**WORK TO DO:**
Write out the rows below word for word, starting at the one that contains "seg: snow-covered shrub" and ending at the one that contains "191], [468, 215]]", with both of those rows included.

[ENTRIES SHOWN start]

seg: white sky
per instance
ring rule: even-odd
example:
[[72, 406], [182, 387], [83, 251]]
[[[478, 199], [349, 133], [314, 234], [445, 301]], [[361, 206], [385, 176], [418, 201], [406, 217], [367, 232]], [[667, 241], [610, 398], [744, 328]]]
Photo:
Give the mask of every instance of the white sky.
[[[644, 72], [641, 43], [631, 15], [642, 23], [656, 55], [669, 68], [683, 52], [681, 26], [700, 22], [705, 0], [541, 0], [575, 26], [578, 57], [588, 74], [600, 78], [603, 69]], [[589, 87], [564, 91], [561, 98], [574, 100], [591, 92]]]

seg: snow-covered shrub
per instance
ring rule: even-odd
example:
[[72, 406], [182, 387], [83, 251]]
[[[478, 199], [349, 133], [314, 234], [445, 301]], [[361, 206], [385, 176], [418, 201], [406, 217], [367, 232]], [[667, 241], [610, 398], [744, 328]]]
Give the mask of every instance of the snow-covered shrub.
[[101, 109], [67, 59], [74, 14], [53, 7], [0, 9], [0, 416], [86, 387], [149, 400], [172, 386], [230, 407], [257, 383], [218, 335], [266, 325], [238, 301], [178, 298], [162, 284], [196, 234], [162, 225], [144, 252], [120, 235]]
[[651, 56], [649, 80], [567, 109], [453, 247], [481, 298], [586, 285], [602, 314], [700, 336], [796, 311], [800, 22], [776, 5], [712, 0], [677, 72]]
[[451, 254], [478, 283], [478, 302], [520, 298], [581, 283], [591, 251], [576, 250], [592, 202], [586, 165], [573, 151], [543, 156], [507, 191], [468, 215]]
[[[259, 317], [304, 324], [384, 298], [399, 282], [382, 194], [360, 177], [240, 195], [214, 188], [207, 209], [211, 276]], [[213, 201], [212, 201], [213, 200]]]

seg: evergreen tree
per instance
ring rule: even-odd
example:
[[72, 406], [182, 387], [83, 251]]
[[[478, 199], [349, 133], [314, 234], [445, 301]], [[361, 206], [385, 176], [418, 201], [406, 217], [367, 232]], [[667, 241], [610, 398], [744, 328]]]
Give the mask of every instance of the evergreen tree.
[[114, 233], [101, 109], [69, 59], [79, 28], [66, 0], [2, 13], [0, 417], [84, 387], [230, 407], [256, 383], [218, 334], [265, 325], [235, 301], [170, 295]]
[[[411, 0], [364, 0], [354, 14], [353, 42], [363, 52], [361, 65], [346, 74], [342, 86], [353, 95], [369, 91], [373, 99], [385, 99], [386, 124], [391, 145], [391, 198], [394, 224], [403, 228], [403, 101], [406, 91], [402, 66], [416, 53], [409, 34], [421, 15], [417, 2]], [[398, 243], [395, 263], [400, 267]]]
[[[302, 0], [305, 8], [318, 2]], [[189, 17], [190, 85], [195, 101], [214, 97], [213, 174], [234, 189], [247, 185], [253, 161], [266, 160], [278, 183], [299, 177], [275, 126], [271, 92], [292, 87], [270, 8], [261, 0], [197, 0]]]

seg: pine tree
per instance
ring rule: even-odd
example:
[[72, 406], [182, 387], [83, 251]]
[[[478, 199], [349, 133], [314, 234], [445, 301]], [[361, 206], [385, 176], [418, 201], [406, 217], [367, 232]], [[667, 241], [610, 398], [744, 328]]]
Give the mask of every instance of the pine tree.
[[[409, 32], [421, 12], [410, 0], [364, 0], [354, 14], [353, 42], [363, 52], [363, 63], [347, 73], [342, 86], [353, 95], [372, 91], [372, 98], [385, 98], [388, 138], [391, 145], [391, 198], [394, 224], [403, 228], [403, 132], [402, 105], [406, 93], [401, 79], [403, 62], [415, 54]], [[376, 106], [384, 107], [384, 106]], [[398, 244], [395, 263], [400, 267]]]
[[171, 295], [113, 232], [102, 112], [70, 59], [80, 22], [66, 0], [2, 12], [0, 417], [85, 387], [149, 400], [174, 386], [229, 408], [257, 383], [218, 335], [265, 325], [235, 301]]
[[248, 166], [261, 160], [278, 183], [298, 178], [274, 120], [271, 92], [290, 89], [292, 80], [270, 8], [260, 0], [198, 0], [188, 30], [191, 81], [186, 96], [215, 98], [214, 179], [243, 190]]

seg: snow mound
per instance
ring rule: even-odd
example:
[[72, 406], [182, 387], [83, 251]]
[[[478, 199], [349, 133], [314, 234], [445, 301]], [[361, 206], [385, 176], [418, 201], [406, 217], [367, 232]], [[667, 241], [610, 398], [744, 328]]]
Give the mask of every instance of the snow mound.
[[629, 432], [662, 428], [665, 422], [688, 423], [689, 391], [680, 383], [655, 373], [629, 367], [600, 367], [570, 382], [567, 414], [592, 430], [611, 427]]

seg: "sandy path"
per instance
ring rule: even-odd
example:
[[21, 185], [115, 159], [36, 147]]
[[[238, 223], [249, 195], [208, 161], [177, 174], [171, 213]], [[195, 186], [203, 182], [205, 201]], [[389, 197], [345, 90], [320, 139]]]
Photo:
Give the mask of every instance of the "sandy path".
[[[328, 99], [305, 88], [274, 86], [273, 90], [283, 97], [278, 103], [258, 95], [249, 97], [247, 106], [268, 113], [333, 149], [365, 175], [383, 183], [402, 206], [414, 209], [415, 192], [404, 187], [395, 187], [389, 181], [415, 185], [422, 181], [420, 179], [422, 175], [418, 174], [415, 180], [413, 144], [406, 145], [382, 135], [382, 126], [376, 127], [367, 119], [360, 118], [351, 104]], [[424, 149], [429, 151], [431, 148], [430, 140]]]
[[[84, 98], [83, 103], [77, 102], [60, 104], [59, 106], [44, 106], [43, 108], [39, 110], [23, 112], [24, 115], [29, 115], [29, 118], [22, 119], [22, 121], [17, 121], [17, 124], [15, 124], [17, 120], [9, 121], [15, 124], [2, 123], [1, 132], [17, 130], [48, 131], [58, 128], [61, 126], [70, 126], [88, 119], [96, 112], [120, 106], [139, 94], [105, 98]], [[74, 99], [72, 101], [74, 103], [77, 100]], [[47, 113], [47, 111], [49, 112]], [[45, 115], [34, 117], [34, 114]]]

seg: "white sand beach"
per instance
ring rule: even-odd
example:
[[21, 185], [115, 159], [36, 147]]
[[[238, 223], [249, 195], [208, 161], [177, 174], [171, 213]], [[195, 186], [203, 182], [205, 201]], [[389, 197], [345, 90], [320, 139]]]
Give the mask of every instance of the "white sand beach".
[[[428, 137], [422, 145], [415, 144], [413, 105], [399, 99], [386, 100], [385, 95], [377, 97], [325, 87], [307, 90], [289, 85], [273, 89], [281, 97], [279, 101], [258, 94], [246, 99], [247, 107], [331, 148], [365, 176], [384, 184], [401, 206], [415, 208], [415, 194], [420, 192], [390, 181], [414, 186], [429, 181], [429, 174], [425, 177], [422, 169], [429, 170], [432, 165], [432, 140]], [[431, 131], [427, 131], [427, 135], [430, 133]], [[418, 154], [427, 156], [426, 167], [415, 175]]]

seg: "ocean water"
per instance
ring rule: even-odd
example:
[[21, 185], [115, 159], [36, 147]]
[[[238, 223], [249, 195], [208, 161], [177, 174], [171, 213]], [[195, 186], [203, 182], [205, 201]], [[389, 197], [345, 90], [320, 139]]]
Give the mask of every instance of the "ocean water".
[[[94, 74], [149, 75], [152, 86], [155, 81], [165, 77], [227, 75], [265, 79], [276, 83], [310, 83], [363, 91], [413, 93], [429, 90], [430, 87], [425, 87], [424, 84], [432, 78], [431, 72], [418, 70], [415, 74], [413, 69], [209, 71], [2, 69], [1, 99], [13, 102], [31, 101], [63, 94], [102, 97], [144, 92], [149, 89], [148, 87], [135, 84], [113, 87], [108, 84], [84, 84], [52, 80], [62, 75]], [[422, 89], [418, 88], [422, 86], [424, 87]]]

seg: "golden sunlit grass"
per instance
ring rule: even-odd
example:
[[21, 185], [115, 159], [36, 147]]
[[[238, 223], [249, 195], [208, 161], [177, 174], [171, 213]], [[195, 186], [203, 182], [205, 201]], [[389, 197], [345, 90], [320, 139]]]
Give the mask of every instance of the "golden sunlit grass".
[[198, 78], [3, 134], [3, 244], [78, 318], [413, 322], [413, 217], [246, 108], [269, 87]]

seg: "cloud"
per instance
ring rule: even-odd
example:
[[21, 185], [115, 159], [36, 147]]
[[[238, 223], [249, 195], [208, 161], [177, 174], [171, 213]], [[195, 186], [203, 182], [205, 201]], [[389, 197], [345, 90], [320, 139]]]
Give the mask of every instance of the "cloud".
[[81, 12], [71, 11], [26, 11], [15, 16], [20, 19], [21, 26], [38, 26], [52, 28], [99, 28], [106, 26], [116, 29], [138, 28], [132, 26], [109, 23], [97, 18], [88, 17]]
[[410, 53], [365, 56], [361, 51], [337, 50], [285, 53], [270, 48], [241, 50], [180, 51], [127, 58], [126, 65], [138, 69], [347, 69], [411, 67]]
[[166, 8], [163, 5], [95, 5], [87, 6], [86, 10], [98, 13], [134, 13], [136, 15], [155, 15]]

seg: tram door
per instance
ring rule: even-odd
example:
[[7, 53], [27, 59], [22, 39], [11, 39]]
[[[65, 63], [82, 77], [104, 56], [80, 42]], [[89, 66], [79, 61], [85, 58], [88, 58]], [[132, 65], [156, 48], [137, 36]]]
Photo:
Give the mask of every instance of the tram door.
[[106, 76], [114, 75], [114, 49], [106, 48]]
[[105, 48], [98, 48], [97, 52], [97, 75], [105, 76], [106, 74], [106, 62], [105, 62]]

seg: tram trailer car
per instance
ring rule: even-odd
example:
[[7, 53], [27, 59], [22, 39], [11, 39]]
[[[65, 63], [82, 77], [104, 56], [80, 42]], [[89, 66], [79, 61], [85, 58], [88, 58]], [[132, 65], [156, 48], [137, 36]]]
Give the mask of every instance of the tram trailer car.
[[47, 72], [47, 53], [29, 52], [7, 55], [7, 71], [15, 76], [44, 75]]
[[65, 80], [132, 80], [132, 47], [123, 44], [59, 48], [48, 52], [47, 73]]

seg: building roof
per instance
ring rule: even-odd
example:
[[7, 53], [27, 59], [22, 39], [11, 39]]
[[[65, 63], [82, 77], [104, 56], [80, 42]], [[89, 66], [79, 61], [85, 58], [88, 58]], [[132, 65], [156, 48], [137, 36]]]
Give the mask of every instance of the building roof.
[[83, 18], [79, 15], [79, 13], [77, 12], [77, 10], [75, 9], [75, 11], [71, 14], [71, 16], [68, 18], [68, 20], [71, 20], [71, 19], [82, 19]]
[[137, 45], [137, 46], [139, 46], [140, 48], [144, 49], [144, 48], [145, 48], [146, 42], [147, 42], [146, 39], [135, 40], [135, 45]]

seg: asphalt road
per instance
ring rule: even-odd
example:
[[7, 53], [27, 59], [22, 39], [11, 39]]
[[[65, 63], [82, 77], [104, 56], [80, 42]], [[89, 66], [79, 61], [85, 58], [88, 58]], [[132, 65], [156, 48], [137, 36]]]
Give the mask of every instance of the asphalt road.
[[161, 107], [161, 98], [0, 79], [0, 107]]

[ENTRIES SHOWN end]

**ANSWER TO THIS TASK:**
seg: snow-covered shrub
per instance
ring rule: even-odd
example:
[[72, 406], [182, 387], [83, 251]]
[[[478, 199], [349, 133], [314, 234], [445, 301]], [[361, 206], [385, 176], [418, 201], [406, 217], [367, 232]], [[667, 241], [610, 398], [744, 328]]]
Give the mask of every instance of the snow-covered shrub.
[[101, 109], [67, 59], [74, 14], [53, 7], [0, 9], [0, 416], [86, 387], [149, 400], [172, 386], [230, 407], [257, 383], [218, 335], [266, 325], [238, 301], [178, 298], [162, 284], [196, 234], [162, 225], [144, 252], [120, 235]]
[[651, 56], [649, 80], [567, 109], [453, 247], [481, 298], [586, 285], [602, 314], [700, 336], [796, 311], [800, 22], [776, 5], [712, 0], [677, 72]]
[[451, 254], [478, 283], [478, 302], [520, 298], [581, 283], [591, 251], [576, 250], [592, 202], [586, 165], [573, 151], [543, 156], [507, 191], [468, 215]]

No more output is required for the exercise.